- WORK REQUIRED: Quote every one of the items below word for word, without changing or leaving out a single line.

──────────

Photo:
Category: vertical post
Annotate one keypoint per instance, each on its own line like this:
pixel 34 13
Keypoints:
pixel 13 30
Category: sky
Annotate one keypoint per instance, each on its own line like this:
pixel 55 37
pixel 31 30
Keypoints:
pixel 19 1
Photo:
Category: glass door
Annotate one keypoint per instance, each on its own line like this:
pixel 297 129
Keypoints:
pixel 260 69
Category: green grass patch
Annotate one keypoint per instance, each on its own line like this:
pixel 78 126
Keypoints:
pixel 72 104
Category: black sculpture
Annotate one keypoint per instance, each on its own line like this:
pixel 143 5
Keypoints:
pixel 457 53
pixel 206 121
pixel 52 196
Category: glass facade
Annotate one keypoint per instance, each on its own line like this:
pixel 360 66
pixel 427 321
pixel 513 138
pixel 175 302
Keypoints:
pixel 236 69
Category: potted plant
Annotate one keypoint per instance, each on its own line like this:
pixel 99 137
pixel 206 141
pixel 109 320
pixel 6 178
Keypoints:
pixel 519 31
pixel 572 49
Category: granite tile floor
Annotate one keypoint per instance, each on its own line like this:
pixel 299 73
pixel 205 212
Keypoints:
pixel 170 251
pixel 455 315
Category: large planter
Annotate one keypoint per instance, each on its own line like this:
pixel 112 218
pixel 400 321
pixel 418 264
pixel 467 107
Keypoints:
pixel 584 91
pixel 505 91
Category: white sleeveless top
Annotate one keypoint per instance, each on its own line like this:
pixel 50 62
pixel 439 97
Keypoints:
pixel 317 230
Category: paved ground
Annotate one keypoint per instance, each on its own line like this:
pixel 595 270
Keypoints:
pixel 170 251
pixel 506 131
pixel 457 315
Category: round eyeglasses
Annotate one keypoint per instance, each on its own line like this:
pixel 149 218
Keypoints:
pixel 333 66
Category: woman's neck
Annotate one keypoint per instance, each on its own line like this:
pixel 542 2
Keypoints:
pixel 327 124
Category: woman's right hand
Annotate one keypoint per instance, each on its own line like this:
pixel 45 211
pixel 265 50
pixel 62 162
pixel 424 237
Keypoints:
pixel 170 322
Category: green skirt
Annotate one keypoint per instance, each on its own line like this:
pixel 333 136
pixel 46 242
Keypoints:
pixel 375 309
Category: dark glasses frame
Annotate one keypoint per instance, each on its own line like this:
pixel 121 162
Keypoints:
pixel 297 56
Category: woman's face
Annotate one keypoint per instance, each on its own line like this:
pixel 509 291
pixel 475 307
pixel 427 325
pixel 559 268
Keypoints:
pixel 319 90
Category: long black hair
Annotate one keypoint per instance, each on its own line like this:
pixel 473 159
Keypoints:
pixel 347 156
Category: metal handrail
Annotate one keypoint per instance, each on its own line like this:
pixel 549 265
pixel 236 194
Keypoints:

──────────

- TASK ANSWER:
Photo:
Category: vertical post
Annotate one keypoint per instance, each on its own line like this:
pixel 34 13
Keypoints:
pixel 13 30
Category: sky
Annotate one keypoint per instance, each on its own line like this:
pixel 55 37
pixel 31 30
Keypoints:
pixel 19 1
Photo:
Category: glass door
Annotate one keypoint per instance, each on its own line like this:
pixel 297 129
Keypoints:
pixel 260 69
Category: green grass patch
Annotate one keypoint per instance, each on its own line like this:
pixel 78 126
Keypoints:
pixel 72 104
Category: black sculpture
Annotate one keypoint per instance, each on its own line like this:
pixel 143 5
Keypoints:
pixel 457 53
pixel 206 121
pixel 52 196
Category: glass facade
Annotate one keypoint per instance, each on its own line like this:
pixel 360 66
pixel 427 321
pixel 513 138
pixel 175 302
Keypoints:
pixel 236 69
Category: potted plant
Annotate one keypoint per instance, each on its own line like this:
pixel 99 137
pixel 206 141
pixel 109 320
pixel 6 178
Keypoints:
pixel 519 31
pixel 572 49
Category: granite tile floor
Annotate one keypoint per instance, each on its own line like this:
pixel 299 73
pixel 205 212
Keypoints:
pixel 170 251
pixel 455 315
Category: large planter
Annotate one keypoint per instance, each on its own line like this:
pixel 112 218
pixel 400 321
pixel 418 264
pixel 467 107
Keypoints:
pixel 584 91
pixel 505 91
Category: white sleeveless top
Annotate one keypoint per instance, each on its own line like this:
pixel 50 62
pixel 439 97
Keypoints:
pixel 317 230
Category: paved ground
Annotate one keypoint per instance, each on its own line like this:
pixel 595 270
Keypoints:
pixel 170 251
pixel 506 131
pixel 457 315
Category: round eyeglasses
Annotate one keypoint per instance, each on its own line like this:
pixel 149 218
Keypoints:
pixel 333 66
Category: woman's neck
Annotate one keypoint per instance, each on its own line like this:
pixel 542 2
Keypoints:
pixel 327 124
Category: woman's right hand
Annotate one keypoint per instance, each on its own line like this:
pixel 45 211
pixel 265 50
pixel 62 162
pixel 424 237
Keypoints:
pixel 170 322
Category: green skirt
Annotate one keypoint per instance, each on its own line like this:
pixel 333 136
pixel 46 242
Keypoints:
pixel 375 309
Category: dark glasses frame
Annotate one keypoint per instance, each on its own line like this:
pixel 121 162
Keypoints:
pixel 297 56
Category: woman's face
Annotate one keypoint per instance, each on its own line like this:
pixel 509 291
pixel 475 307
pixel 427 325
pixel 559 268
Keypoints:
pixel 319 90
Category: long black hair
Annotate one keypoint per instance, each on its own line like this:
pixel 473 159
Keypoints:
pixel 347 156
Category: metal handrail
Annotate one keypoint per instance, each on its own line like this:
pixel 549 265
pixel 236 194
Keypoints:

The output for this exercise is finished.